═══ Supplied text
[ Mercury in Smoke from Biomass Fires Science Sep01 ]
Health: Scientists in flights over wildfires in the West find extensive amounts of the metal. They worry that it may enter the food chain.
Where there's smoke, apparently there's mercury.
Researchers from Colorado have found appreciable amounts of mercury in smoke
from wildfires in the West, a discovery that could change the way scientists
study the distribution of the toxic metal.
Scientists caution that there is no acute health threat from the airborne
mercury, which becomes more dangerous when it enters bodies of water and gets
into the food chain. The results, however, could add some complexity to how
scientists view the source and distribution of mercury pollution worldwide.
Scientists from the National Center for Atmospheric Research conducted
monitoring flights two weeks ago above forest fires in Washington and found
mercury levels up to five times higher than usual.
The measurements confirmed earlier laboratory tests on underbrush from
California and other locales in the West, and offer convincing evidence that
forest fires act as recycling engines for mercury pollution.
"What wildfires are essentially doing is taking mercury that has been
deposited and redepositing it in places where it can be dangerous," said
Hans Friedli, an atmospheric research center chemist who participated in the
study. "The mercury that's really of concern is mercury that ends up in
water."
The soluble form of mercury, or methylmercury, enters the food chain and is
concentrated in fish eaten by humans. High levels of the known neurotoxin can be
dangerous, particularly to children and pregnant women.
The immediate health threat near wildfires has not been quantified, though
Friedli cautioned that preliminary measurements were only a few nanograms--a
billionth of a gram--per cubic meter of air. The EPA has established an
acceptable maximum level for airborne mercury of 300 nanograms per cubic meter.
Only a small percentage of the mercury would be deposited nearby as particles
fall to Earth, while the vast majority drift to greater distances in the
atmosphere, Friedli said.
Air quality officials from California were cautious about the test results
Tuesday. Similar flights over Southern California wildfires four years ago
failed to show any trace of mercury, said Richard Varenchik, a spokesman for the
California Air Resources Board.
"I'm sure we'll review the data when we get the chance to see the
study," Varenchik said.
At the very least, the experiments could change the way scientists think about
mercury pollution. Friedli has estimated that as much as 800 tons of mercury may
enter the atmosphere annually from burning vegetation worldwide--ranging from
wildfires to farmers clearing underbrush.
Major man-made sources of airborne mercury include coal-fired power plants,
solid waste burning, smelters and factories. The federal Environmental
Protection Agency estimates that U.S. coal-fired power plants pump 41 tons of
mercury into the atmosphere annually, contributing to the 6,500 tons circulating
worldwide at any moment.
When atmospheric mercury falls to the ground in liquid form, it is absorbed by
leaves and needles, where it stays, at least until fires send it wafting into
the air again.
Adding thousands of fires worldwide to the mix of mercury sources potentially
complicates scientific models for tracking the pollutant.
"If you've got multiple sources from fires, you've obviously got a lot more
complicated situation," said Peter Hobbs, a professor of atmospheric
science at the University of Washington.
The center also has studied emissions from vegetation samples in a lab, where
measurable traces of mercury led them to examine actual wildfires. "We were
waiting for a good fire," Friedli said.
Friedli and fellow researcher Larry Radke will refine their study by monitoring
a controlled burn in Saskatchewan this month. Their study was sponsored by the
National Science Foundation and the Electric Power Research Institute, a
nonprofit industry group in Palo Alto.
══════
* [Directions for this task]: Update the portion of the wildfire mercury article that starts with "Air quality officials" and ends with "farmers clearing underbrush.". Write it out in full with "spokesman" changed to "representative". The collection entries after this have no connection to the article.
═══ Records provided
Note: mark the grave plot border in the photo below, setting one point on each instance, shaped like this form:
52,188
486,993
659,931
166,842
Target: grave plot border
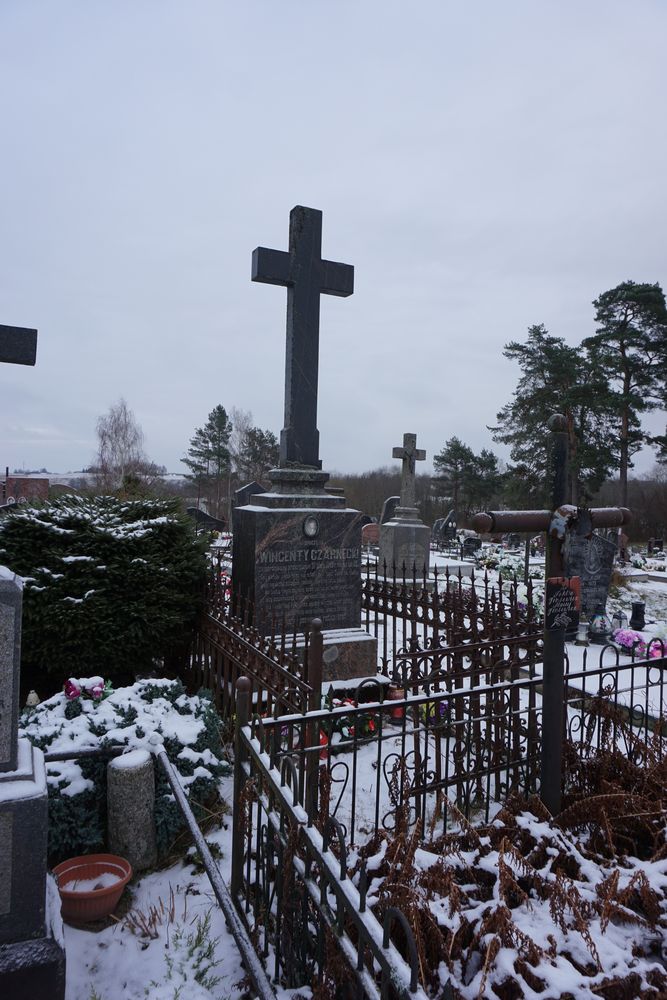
446,609
293,889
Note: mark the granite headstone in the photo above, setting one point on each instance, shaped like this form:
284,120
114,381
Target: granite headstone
405,541
32,963
591,558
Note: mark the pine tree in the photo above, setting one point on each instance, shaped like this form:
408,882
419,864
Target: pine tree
630,343
469,482
209,461
259,453
556,379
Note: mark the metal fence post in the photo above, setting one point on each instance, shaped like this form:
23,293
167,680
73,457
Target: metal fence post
554,639
315,645
243,688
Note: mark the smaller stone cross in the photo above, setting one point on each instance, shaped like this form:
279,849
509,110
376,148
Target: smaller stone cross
410,454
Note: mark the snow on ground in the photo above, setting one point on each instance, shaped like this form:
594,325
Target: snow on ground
117,964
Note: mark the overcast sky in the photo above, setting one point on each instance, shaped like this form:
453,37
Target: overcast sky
484,166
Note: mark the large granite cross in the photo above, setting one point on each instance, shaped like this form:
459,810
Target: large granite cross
410,454
18,345
307,277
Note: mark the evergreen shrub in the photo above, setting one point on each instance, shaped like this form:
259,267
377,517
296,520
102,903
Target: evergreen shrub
146,715
110,586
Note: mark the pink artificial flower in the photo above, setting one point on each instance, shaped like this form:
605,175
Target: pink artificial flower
72,690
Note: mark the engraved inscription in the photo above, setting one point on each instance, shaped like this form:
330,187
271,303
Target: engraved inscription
6,830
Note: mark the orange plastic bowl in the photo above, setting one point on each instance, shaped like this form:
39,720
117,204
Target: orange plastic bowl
93,903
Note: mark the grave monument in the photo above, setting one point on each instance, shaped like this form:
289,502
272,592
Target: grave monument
32,961
405,541
563,524
297,547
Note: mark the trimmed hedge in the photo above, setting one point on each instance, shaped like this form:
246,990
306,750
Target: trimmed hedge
145,715
110,586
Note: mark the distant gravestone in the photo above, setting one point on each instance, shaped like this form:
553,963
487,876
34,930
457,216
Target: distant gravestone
245,494
370,533
444,529
205,520
388,508
405,541
471,545
591,559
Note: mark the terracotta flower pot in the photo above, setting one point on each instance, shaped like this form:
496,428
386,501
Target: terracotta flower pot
101,878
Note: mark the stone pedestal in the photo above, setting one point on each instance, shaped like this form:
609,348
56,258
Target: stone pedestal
405,544
347,653
131,809
297,555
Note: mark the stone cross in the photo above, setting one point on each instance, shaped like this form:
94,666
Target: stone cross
410,454
18,345
558,522
307,277
10,660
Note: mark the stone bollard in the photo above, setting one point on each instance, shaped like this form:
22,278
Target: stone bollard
131,808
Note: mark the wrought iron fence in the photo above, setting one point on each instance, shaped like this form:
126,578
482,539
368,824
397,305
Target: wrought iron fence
282,672
445,609
290,880
312,787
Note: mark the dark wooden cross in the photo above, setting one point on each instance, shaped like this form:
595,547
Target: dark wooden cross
18,345
307,277
556,523
409,453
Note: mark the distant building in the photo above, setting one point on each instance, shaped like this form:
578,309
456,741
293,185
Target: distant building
20,489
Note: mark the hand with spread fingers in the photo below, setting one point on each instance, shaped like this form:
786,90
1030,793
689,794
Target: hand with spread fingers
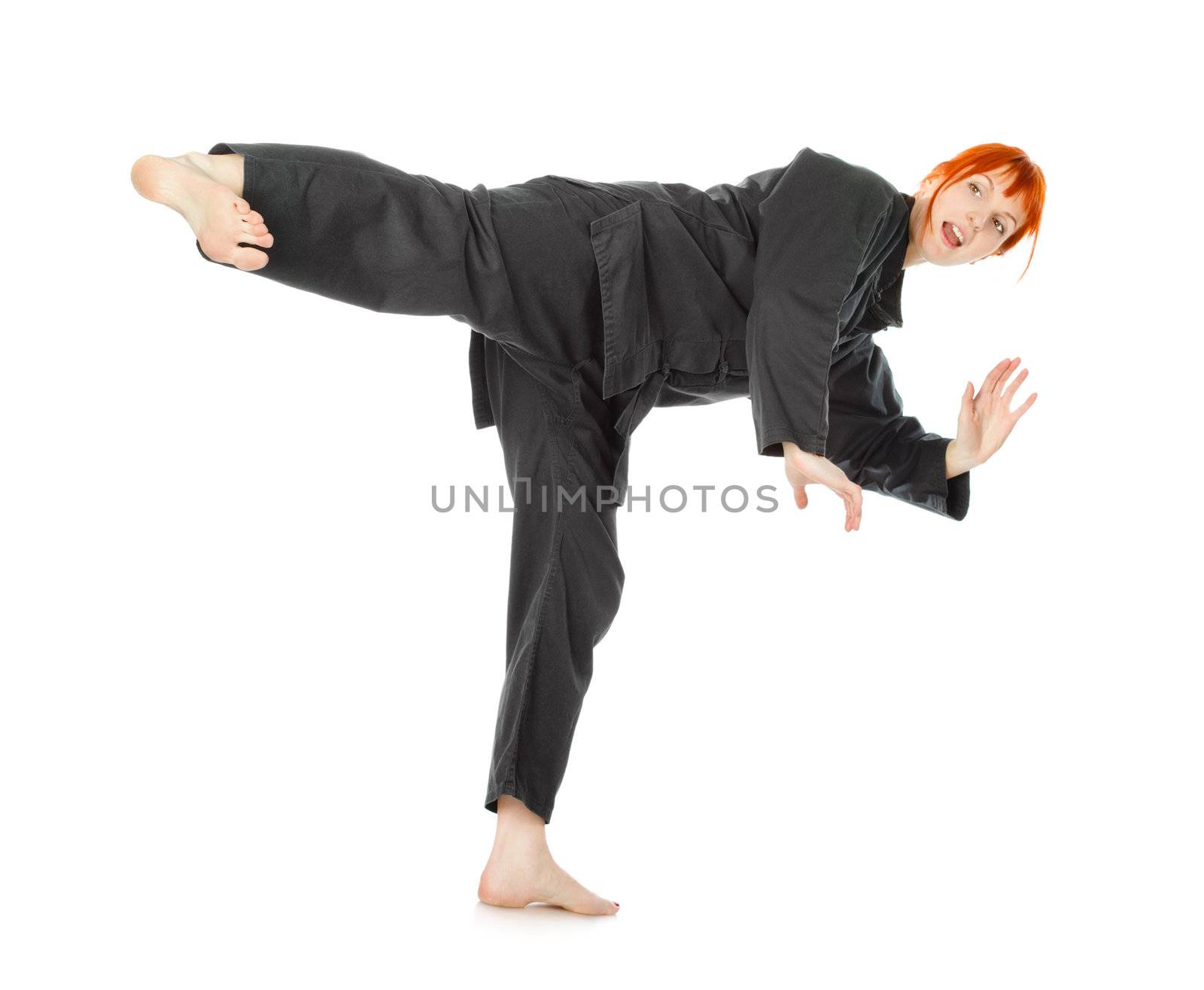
══════
* [Your solution]:
Air quality officials from California were cautious about the test results
Tuesday. Similar flights over Southern California wildfires four years ago
failed to show any trace of mercury, said Richard Varenchik, a representative for the
California Air Resources Board.
"I'm sure we'll review the data when we get the chance to see the
study," Varenchik said.
At the very least, the experiments could change the way scientists think about
mercury pollution. Friedli has estimated that as much as 800 tons of mercury may
enter the atmosphere annually from burning vegetation worldwide--ranging from
wildfires to farmers clearing underbrush.